▶ [DIRECTIVE 1]
Answer these from the Databricks configuration page below, one line each, marked (a), (b), (c):
(a) Which Databricks version is Ataccama ONE currently tested to support?
(b) What is the default value of the JAVA_HOME property for Spark jobs?
(c) Which Java version does DPE use?
▶ [DIRECTIVE 2] Pick up the Databricks configuration page below and write what follows its final sentence.

User Community Service Desk Downloads
If you can't find the product or version you're looking for, visit support.ataccama.com/downloads

Databricks Configuration

Ataccama ONE is currently tested to support Databricks 10.3 or higher.

The following properties are used to configure Databricks and are provided in the dpe/etc/application-SPARK_DATABRICKS.properties file. Check that spring.profiles.active property in DPE application.properties is set to SPARK_DATABRICKS profile.

To add your Databricks cluster as a data source, see sources:metastore-data-source-configuration.adoc.

Basic settings

Property Data type Description

plugin.executor-launch-model.ataccama.one.launch-type-properties.SPARK.exec

String

Sets the script for customizing how Spark jobs are launched. For example, you can change which shell script is used to start the job. The script is located in the bin/databricks folder in the root directory of the application.

The default value for Linux is ${ataccama.path.root}/bin/databricks/exec_databricks.sh.

plugin.executor-launch-model.ataccama.one.launch-type-properties.SPARK.dqc.licenses

String

Points to the location of Ataccama licenses needed for Spark jobs. The property should be configured only if licenses are stored outside of the standard locations, that is the home directory of the user and the folder runtime/license_keys.

Default value: ../../../lib/runtime/license_keys.

plugin.executor-launch-model.ataccama.one.launch-type-properties.SPARK.env.JAVA_HOME

String

Sets the JAVA_HOME variable for running Spark jobs. For Spark jobs, JDK version 8 is required.

Default value: /usr/java/jdk1.8.0_65.

You need two versions of Java for DPE and Spark: DPE uses Java 17 while the Spark launcher requires Java 8.

▶ [SUPPLIED INFORMATION]

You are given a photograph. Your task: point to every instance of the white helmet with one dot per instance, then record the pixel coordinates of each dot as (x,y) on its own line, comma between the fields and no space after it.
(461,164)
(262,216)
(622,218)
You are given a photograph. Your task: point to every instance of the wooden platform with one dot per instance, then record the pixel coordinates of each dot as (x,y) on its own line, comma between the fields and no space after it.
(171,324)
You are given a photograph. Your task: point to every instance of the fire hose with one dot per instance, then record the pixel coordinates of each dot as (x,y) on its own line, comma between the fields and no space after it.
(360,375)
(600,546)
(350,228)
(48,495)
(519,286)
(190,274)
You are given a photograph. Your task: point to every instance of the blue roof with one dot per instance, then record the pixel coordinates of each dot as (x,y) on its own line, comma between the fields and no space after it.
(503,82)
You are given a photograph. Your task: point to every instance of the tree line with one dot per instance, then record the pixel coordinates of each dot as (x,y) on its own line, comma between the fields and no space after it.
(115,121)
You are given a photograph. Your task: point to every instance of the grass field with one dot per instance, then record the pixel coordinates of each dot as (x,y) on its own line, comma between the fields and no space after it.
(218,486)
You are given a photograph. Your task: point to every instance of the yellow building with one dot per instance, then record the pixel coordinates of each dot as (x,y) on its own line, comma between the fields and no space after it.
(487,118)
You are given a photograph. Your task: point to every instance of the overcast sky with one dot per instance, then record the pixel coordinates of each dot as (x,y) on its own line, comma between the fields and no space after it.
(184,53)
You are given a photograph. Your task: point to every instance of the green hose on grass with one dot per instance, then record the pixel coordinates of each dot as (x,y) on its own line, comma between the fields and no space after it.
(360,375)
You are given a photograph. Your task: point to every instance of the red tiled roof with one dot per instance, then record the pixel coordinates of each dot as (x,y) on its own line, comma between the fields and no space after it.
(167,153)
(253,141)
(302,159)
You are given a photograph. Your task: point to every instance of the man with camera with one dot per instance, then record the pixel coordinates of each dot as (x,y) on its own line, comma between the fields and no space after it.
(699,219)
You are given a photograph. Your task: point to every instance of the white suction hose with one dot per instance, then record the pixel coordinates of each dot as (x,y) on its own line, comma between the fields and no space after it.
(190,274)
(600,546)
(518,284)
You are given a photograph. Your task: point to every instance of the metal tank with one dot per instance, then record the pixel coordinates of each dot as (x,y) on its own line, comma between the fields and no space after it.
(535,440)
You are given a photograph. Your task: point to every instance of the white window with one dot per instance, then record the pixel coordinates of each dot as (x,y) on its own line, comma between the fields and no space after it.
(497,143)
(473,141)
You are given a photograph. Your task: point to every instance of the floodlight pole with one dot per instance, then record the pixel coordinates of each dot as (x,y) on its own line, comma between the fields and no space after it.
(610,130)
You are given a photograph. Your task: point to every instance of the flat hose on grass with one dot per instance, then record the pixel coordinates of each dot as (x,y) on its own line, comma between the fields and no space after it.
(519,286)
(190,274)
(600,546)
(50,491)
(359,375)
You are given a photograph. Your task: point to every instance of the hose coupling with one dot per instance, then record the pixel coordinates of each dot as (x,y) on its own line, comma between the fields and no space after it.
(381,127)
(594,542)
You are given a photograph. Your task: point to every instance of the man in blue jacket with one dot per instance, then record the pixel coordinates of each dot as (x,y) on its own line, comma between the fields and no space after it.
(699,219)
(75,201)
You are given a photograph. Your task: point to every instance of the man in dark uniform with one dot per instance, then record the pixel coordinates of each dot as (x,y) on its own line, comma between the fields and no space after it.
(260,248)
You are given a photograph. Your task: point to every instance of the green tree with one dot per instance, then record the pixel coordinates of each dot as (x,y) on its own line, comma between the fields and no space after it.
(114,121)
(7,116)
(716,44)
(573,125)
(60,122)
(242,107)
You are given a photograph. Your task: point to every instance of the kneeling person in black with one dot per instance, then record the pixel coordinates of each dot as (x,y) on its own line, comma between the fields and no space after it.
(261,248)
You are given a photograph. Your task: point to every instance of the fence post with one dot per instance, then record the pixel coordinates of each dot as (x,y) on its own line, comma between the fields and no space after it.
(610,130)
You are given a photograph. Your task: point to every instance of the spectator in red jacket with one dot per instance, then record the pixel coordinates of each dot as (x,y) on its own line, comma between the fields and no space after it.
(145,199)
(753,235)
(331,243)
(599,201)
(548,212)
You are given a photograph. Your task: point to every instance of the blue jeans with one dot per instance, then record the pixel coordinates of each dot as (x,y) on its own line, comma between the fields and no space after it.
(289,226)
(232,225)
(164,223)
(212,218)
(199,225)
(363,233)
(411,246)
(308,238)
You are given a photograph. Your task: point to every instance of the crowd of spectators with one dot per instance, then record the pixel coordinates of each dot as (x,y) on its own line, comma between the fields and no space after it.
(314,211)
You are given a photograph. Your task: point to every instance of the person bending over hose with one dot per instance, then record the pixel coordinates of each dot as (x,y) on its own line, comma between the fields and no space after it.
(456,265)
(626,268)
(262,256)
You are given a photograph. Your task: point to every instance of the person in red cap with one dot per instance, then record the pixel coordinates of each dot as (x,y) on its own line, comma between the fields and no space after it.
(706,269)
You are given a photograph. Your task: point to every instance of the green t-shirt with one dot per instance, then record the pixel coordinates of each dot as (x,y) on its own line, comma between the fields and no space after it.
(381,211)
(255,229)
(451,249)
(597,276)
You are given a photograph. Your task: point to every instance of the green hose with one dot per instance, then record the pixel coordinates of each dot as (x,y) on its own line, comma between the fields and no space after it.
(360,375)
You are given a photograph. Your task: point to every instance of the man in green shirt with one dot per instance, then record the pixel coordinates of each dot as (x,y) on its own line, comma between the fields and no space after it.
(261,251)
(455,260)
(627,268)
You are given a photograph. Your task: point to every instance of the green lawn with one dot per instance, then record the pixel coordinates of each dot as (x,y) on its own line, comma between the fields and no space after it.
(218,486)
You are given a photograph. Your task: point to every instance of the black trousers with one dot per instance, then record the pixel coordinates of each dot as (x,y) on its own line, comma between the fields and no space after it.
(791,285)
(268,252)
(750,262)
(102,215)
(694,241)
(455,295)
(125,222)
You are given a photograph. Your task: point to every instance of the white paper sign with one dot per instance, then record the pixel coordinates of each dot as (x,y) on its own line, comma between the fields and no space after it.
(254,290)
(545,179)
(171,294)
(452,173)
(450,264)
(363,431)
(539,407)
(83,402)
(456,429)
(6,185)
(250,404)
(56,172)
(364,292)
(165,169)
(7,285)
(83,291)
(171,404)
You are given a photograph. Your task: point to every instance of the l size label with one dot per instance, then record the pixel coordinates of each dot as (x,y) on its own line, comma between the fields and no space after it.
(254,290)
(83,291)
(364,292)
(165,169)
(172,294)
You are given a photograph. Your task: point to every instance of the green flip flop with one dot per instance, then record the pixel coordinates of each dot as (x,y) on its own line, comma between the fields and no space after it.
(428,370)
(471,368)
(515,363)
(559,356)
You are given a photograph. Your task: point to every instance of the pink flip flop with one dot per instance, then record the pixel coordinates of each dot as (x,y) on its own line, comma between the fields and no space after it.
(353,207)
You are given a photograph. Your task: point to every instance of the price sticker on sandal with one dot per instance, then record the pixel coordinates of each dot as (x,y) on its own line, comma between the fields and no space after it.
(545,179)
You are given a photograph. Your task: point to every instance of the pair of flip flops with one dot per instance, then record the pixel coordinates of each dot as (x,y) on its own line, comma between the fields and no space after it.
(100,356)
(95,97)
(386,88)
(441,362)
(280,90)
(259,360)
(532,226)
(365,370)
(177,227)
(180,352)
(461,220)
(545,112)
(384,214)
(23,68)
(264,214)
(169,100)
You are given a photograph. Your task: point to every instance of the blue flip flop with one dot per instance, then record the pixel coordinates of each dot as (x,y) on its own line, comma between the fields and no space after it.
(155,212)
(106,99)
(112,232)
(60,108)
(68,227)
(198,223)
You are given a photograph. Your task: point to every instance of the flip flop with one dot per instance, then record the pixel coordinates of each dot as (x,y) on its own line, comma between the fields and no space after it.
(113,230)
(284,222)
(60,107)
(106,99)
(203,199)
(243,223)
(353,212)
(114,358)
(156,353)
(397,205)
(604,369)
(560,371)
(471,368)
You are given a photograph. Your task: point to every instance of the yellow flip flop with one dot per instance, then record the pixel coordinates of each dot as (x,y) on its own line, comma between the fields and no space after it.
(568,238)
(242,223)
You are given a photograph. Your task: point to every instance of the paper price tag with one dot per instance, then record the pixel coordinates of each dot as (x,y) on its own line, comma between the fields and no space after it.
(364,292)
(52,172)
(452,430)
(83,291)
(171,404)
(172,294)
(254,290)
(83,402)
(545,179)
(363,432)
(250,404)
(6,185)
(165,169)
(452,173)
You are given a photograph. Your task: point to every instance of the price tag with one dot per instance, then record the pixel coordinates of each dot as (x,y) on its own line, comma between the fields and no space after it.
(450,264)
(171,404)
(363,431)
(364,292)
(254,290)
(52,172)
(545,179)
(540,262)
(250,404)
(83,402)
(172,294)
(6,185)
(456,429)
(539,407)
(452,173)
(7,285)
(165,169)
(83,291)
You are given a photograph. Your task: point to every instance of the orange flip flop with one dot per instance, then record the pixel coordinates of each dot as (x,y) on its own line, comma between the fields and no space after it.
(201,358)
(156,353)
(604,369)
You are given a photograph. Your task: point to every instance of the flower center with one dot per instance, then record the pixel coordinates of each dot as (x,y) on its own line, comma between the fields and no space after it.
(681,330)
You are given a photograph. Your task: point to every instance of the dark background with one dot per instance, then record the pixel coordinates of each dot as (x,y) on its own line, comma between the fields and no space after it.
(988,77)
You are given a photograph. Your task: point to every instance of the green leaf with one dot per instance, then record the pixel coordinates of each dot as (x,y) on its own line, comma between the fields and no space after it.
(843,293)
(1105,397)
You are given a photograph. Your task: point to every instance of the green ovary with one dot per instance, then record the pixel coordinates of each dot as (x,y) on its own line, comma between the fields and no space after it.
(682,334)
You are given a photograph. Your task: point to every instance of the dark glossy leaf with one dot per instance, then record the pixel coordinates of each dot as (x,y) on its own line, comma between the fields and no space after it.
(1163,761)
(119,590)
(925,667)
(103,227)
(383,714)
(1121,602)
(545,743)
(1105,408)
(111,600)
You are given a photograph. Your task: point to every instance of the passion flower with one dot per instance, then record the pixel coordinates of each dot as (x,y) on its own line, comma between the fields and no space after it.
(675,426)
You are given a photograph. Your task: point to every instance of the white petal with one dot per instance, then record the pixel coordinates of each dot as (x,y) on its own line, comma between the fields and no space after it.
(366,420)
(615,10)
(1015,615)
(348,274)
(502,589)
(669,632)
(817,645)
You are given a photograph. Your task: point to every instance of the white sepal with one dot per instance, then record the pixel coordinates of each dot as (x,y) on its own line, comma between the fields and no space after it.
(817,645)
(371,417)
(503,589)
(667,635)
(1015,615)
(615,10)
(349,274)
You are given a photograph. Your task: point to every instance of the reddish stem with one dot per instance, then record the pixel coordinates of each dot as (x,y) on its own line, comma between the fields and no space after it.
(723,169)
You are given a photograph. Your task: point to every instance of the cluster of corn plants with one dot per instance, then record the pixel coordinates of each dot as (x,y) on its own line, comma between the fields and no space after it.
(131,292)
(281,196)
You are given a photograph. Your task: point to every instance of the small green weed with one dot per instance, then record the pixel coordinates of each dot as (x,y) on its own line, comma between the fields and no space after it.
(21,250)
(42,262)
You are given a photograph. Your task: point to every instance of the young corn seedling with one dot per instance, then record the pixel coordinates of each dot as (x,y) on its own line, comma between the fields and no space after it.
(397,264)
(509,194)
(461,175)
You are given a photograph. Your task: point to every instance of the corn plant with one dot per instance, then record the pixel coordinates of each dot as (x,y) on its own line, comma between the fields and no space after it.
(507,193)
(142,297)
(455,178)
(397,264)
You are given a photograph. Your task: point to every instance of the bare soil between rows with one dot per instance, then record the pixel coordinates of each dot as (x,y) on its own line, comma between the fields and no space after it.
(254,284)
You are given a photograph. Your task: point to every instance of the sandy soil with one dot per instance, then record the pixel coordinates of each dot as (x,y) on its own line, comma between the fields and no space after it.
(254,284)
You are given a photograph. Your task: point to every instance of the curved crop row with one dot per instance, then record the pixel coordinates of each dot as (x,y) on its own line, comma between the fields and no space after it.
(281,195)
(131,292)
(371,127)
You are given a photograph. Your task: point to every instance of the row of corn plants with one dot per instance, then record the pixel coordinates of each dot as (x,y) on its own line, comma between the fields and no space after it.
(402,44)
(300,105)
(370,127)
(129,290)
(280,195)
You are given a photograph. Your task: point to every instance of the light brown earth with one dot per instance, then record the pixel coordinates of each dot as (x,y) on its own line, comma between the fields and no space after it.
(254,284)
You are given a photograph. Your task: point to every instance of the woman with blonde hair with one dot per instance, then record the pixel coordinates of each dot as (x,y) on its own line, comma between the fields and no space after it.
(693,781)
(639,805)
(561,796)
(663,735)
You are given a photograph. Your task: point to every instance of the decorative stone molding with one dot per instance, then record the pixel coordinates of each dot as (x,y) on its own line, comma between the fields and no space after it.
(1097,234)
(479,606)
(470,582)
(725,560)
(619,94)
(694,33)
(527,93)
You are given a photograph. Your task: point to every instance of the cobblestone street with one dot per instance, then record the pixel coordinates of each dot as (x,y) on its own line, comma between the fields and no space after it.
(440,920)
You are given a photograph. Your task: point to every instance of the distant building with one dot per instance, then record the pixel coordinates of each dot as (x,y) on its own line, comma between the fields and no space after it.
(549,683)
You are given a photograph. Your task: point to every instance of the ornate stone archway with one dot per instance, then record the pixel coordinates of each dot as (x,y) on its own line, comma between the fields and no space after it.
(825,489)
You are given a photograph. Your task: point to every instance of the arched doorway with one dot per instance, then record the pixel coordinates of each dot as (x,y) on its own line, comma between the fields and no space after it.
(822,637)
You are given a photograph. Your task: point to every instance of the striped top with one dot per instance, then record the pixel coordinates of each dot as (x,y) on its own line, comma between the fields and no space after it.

▶ [TASK RESULT 1]
(a) Databricks 10.3 or higher
(b) /usr/java/jdk1.8.0_65
(c) Java 17

▶ [TASK RESULT 2]
plugin.executor-launch-model.ataccama.one.launch-type-properties.SPARK.debug

Boolean

Enables the debugging mode. The debug mode shows the driver and the executor classloaders used in Spark, which lets you detect any classpath conflicts between the Ataccama classpath and the Spark classpath in the Spark driver and in the Spark executors.

Default value: true.

plugin.executor-launch-model.ataccama.one.launch-type-properties.SPARK.dbr.checkCluster

Boolean

Tests whether the cluster has the correct mount and libraries. Turning the cluster check off speeds up launching jobs when the cluster libraries have already been installed and there are no changes made to the runtime. In that case, checking is skipped.

Default value: true.

plugin.executor-launch-model.ataccama.one.launch-type-properties.SPARK.dbr.autoMount

Boolean

Enables automatic mounting of internal Azure Storage to Azure Databricks, which simplifies the installation and configuration process. This requires saving of Azure Storage credentials in configuration settings.

Default value: true.

plugin.executor-launch-model.ataccama.one.launch-type-properties.SPARK.dbr.job.max_concurrent_runs

Number

Specifies how many jobs can be run in parallel.

Default value: 150.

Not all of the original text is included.